▸ **Extracted text**:
Ellen Sherberg, Bizwomen Contributor
When the mission of your organization is bringing people together, the pandemic poses a major threat. But Gretchen Grad and Hands of Peace have no smaller goal than peace in the Middle East so they tackled Covid with energy and optimism.
My Hands of Peace colleague and I sat at a cafe north of Haifa, juggling cell phones as we frantically tried to reschedule flights for 30 American travelers, all trying to leave Israel as airlines were shutting down service. Everywhere. It was March 11, 2020. The pandemic had become very real.
Offering multi-narrative trips to adults wanting to experience Israel-Palestine through the eyes of locals is a side activity for the organization I founded in the wake of 9/11. We had to spring into action to get everyone home before pandemic entry restrictions took hold. I cleared customs at O’Hare on March 13, 12 hours before borders effectively shut.
The primary work of Hands of Peace is engaging with teens, bringing together American, Israeli and Palestinian youth in Chicago and San Diego for our flagship Summer Program. As an international organization with staff in Chicago, San Diego and the Middle East, we have been operating electronically for years. So the switch to online communications was fairly easy.
The real trouble was that in-person, intensive dialogue sessions with trained facilitators are the heart and soul of our three-week summer programs. Every minute of that time is planned and intentional. It’s where enormous insight and transformation take place. It’s not feasible, nor safe, to attempt that work remotely. So with heavy hearts, we upended our planning and informed 2020 participants there would be no Summer Program. That was crushing.
The next two years were endless cycles of planning, canceling and planning again. We didn’t know when we could have in-person activities, but we wanted to be ready. By late 2020 we decided to create ‘Summer Program Launchpad’ to provide online, in-depth preparation for those who would likely participate in person in 2022.
Another existential challenge was how to keep the lights on. As a small/medium non-profit (annual budget $1M), we’re constantly in fundraising mode. Our biggest magnets are: 1) the Summer Program when dozens of purple-shirted teens are present in Chicago and San Diego, and 2) our spring benefits in each city. None of that happened in 2020 or 2021. Ouch.

▸ **Exercise set**:
1. Reproduce the passage of the Hands of Peace article that starts at "The primary work" and ends at "That was crushing.".
2. Continue the Hands of Peace article from its final sentence.

▸ **Information**:
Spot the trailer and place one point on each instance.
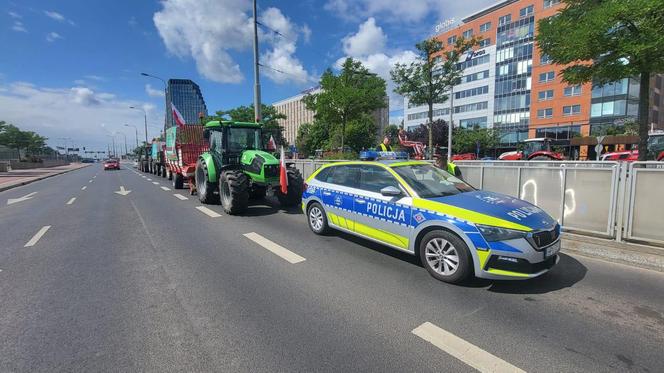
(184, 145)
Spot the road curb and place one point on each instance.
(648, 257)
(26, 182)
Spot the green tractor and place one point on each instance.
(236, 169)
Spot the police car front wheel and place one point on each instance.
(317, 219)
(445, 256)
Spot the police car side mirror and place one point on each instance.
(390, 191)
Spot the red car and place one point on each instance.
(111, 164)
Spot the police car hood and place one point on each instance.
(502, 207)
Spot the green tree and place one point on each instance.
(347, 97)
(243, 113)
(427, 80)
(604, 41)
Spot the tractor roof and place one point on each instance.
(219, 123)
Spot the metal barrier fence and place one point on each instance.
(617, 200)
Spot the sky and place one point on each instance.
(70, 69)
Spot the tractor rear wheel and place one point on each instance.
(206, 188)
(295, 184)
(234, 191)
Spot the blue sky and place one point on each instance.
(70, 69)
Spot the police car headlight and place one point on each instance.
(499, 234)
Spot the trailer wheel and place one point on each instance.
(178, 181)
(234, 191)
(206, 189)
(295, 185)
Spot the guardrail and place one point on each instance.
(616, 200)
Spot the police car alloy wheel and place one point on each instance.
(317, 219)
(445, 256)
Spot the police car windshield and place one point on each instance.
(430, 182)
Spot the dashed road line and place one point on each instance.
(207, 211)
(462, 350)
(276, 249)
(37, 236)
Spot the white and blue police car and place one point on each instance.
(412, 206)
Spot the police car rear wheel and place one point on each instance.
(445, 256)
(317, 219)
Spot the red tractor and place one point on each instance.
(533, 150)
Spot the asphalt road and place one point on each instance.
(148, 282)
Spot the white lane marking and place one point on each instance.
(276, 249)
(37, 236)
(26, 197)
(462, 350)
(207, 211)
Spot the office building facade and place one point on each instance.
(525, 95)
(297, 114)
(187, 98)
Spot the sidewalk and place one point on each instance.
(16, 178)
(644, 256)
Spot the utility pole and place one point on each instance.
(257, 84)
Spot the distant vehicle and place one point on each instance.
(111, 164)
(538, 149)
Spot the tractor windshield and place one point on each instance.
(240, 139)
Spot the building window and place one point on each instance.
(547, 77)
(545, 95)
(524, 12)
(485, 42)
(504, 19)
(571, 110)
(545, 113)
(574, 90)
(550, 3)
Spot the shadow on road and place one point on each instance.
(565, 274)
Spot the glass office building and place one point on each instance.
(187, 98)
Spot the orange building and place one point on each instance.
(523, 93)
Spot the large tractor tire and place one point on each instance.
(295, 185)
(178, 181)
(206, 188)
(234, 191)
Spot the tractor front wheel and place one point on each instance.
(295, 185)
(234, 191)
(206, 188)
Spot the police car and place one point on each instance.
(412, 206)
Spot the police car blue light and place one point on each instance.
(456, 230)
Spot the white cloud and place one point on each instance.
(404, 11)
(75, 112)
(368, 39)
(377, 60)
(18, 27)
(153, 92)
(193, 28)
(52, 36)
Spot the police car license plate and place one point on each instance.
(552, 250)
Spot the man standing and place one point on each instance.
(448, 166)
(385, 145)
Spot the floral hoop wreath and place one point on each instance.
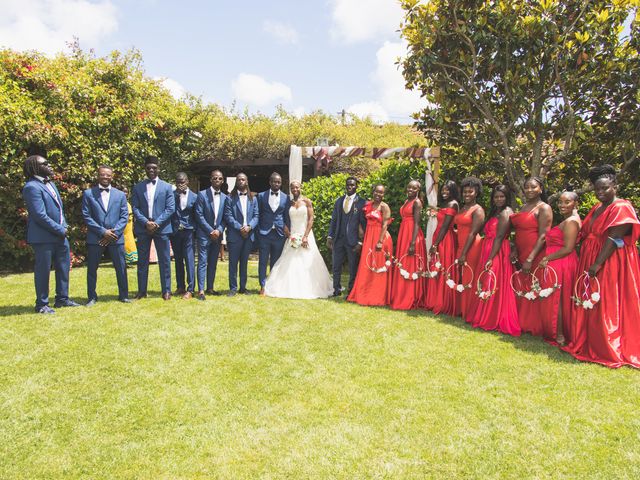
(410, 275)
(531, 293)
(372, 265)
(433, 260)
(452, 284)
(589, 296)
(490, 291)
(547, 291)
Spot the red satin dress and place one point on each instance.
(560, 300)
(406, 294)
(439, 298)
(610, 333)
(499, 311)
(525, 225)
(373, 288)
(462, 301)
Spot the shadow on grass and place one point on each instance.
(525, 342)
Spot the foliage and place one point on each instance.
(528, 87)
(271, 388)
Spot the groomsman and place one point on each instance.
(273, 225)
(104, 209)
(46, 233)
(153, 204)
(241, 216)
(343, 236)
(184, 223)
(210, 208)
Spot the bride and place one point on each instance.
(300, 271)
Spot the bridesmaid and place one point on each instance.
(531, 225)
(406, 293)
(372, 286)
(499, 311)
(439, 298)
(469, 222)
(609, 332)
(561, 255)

▸ **Solved problems**:
1.
The primary work of Hands of Peace is engaging with teens, bringing together American, Israeli and Palestinian youth in Chicago and San Diego for our flagship Summer Program. As an international organization with staff in Chicago, San Diego and the Middle East, we have been operating electronically for years. So the switch to online communications was fairly easy.
The real trouble was that in-person, intensive dialogue sessions with trained facilitators are the heart and soul of our three-week summer programs. Every minute of that time is planned and intentional. It’s where enormous insight and transformation take place. It’s not feasible, nor safe, to attempt that work remotely. So with heavy hearts, we upended our planning and informed 2020 participants there would be no Summer Program. That was crushing.

2.
Our staff got creative and kept our communities engaged. They designed online events: cooking classes, movie discussions, alumni profiles. Anything to remind supporters we are vibrant, and even without a new summer class, we have a legion of alumni doing valuable work who merit their continued support. We are blessed with the hardest working people I know, especially in marketing and development. They were relentless. They kept us afloat.
The Board also redirected its energy in 2020 towards reimagining Hands of Peace – a deep internal review asking “What can we do better? What would bring more value to our programs?” This yielded valuable information about what our older alumni want: deeper alumni networking and age-appropriate skill building that grows with them, moving from dialogue to action. It was time well spent.
Then, finally, 2022. Thanks to vaccines and protocols, the teens returned in July, 71 new peacemakers meeting face-to-face in Chicago and San Diego. It was like rain in the desert. Everything bloomed. The hallways of our Summer Program were filled with purple shirts and the highs and lows of divided peoples arguing, sharing and learning. Host family beds were full, car pools were humming. We were back. We couldn’t have asked for a more meaningful way to mark our 20th anniversary.
One thing I’ve learned over 20 years since starting Hands of Peace is this: there is an endless supply of threats and challenges that can derail your work. But external problems can be navigated if you have internal strength and teamwork. Internal chaos is the far bigger issue. Nobody could have predicted the pandemic’s endless curveballs. Having people with “the right stuff” who refuse to give up has kept Hands of Peace alive and thriving. It always comes down to the people.